*GIVEN EXERCISE*
Set every line of the records below into a numbered list, omitting any blank lines.

━━━━━ ENTRIES PROVIDED

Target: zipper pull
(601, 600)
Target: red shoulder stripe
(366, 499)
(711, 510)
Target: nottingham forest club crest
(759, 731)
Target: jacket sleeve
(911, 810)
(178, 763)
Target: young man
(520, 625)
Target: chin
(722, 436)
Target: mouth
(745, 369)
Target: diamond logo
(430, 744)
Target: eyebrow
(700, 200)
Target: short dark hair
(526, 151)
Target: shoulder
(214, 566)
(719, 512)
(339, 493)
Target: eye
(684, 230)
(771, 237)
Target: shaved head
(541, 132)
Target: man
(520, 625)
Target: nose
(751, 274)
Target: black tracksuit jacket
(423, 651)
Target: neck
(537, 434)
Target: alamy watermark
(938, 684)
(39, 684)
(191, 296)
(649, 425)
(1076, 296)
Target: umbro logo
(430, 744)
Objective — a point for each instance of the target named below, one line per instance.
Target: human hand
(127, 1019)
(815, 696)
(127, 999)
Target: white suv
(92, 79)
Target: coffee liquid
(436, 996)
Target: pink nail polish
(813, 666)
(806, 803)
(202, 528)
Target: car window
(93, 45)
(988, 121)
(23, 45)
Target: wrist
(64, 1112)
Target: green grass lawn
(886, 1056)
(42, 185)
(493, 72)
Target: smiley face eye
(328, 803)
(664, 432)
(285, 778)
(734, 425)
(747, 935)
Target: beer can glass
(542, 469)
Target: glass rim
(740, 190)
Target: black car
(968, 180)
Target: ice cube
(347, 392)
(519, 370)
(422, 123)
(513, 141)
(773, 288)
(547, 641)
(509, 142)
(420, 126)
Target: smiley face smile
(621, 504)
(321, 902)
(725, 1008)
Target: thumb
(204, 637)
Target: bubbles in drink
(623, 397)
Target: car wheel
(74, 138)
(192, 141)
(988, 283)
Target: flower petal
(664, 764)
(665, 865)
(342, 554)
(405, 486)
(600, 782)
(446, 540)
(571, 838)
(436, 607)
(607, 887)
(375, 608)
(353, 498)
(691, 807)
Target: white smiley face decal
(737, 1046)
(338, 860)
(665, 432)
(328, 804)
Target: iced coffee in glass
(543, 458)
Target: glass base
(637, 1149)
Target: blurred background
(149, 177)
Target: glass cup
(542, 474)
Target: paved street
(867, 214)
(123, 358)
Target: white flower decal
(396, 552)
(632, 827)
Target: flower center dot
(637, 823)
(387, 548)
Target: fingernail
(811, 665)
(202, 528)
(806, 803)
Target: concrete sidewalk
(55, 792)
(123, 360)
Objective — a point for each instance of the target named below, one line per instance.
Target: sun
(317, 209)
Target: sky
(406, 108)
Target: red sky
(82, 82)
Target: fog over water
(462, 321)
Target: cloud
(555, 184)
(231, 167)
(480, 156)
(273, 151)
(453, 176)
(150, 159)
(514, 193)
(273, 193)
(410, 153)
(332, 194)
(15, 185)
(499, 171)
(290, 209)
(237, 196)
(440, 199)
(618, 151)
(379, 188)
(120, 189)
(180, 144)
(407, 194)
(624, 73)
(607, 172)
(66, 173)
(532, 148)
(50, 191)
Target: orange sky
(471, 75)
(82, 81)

━━━━━━━━━━

*WRITTEN REPLY*
1. Target: zipper pull
2. (601, 600)
3. Target: red shoulder stripe
4. (366, 499)
5. (711, 510)
6. Target: nottingham forest club crest
7. (759, 731)
8. Target: jacket sleeve
9. (911, 810)
10. (178, 763)
11. Target: young man
12. (520, 625)
13. Target: chin
14. (722, 436)
15. Target: mouth
16. (745, 369)
17. Target: diamond logo
18. (430, 744)
19. Target: eyebrow
20. (700, 200)
21. Target: short dark hair
22. (526, 151)
23. Target: shoulder
24. (214, 566)
25. (719, 512)
26. (339, 493)
27. Target: eye
28. (684, 230)
29. (771, 237)
30. Target: shaved head
31. (541, 132)
32. Target: man
33. (520, 625)
34. Target: nose
35. (751, 274)
36. Target: black tracksuit jacket
37. (423, 651)
38. Target: neck
39. (537, 434)
40. Target: alamy watermark
41. (938, 684)
42. (39, 684)
43. (191, 296)
44. (649, 425)
45. (1076, 296)
46. Target: umbro logo
47. (430, 744)
48. Objective — a point for each instance of the target named below, one line per instance.
49. Target: human hand
50. (127, 1019)
51. (815, 696)
52. (127, 999)
53. Target: white suv
54. (92, 79)
55. Target: coffee liquid
56. (436, 996)
57. Target: pink nail polish
58. (813, 666)
59. (806, 803)
60. (202, 528)
61. Target: car window
62. (93, 45)
63. (988, 121)
64. (23, 45)
65. Target: wrist
66. (64, 1112)
67. Target: green grass lawn
68. (886, 1056)
69. (42, 185)
70. (493, 72)
71. Target: smiley face eye
72. (328, 803)
73. (664, 432)
74. (285, 778)
75. (734, 425)
76. (747, 935)
77. Target: beer can glass
78. (542, 469)
79. Target: glass rim
80. (740, 190)
81. Target: black car
82. (968, 180)
83. Target: ice cube
84. (347, 392)
85. (519, 370)
86. (422, 123)
87. (513, 141)
88. (773, 288)
89. (547, 641)
90. (509, 142)
91. (420, 126)
92. Target: smiley face smile
93. (621, 504)
94. (321, 902)
95. (725, 1008)
96. Target: thumb
97. (204, 637)
98. Target: bubbles in drink
99. (623, 397)
100. Target: car wheel
101. (74, 138)
102. (192, 141)
103. (988, 283)
104. Target: flower petal
105. (664, 764)
106. (665, 865)
107. (342, 554)
108. (405, 486)
109. (600, 782)
110. (446, 540)
111. (571, 838)
112. (436, 607)
113. (607, 887)
114. (375, 608)
115. (353, 498)
116. (691, 807)
117. Target: white smiley face decal
118. (737, 1046)
119. (338, 860)
120. (665, 432)
121. (328, 804)
122. Target: iced coffee in glass
123. (543, 458)
124. Target: glass base
125. (637, 1149)
126. Target: blurred background
127. (149, 177)
128. Target: glass cup
129. (542, 474)
130. Target: paved street
131. (867, 214)
132. (123, 358)
133. Target: white flower decal
134. (396, 552)
135. (632, 827)
136. Target: flower center dot
137. (637, 823)
138. (387, 548)
139. Target: fingernail
140. (811, 665)
141. (202, 528)
142. (806, 803)
143. Target: concrete sidewalk
144. (55, 792)
145. (123, 360)
146. Objective — a point for each instance of the target named below, one line per instance.
147. Target: sun
148. (317, 209)
149. Target: sky
150. (406, 108)
151. Target: red sky
152. (82, 82)
153. Target: fog over water
154. (462, 321)
155. Target: cloud
156. (555, 184)
157. (231, 167)
158. (480, 156)
159. (273, 151)
160. (453, 176)
161. (150, 159)
162. (514, 193)
163. (273, 193)
164. (410, 153)
165. (332, 194)
166. (15, 185)
167. (499, 171)
168. (290, 209)
169. (237, 196)
170. (440, 199)
171. (618, 151)
172. (379, 188)
173. (120, 189)
174. (180, 144)
175. (407, 194)
176. (624, 73)
177. (607, 172)
178. (66, 173)
179. (532, 148)
180. (50, 191)
181. Target: orange sky
182. (471, 75)
183. (82, 81)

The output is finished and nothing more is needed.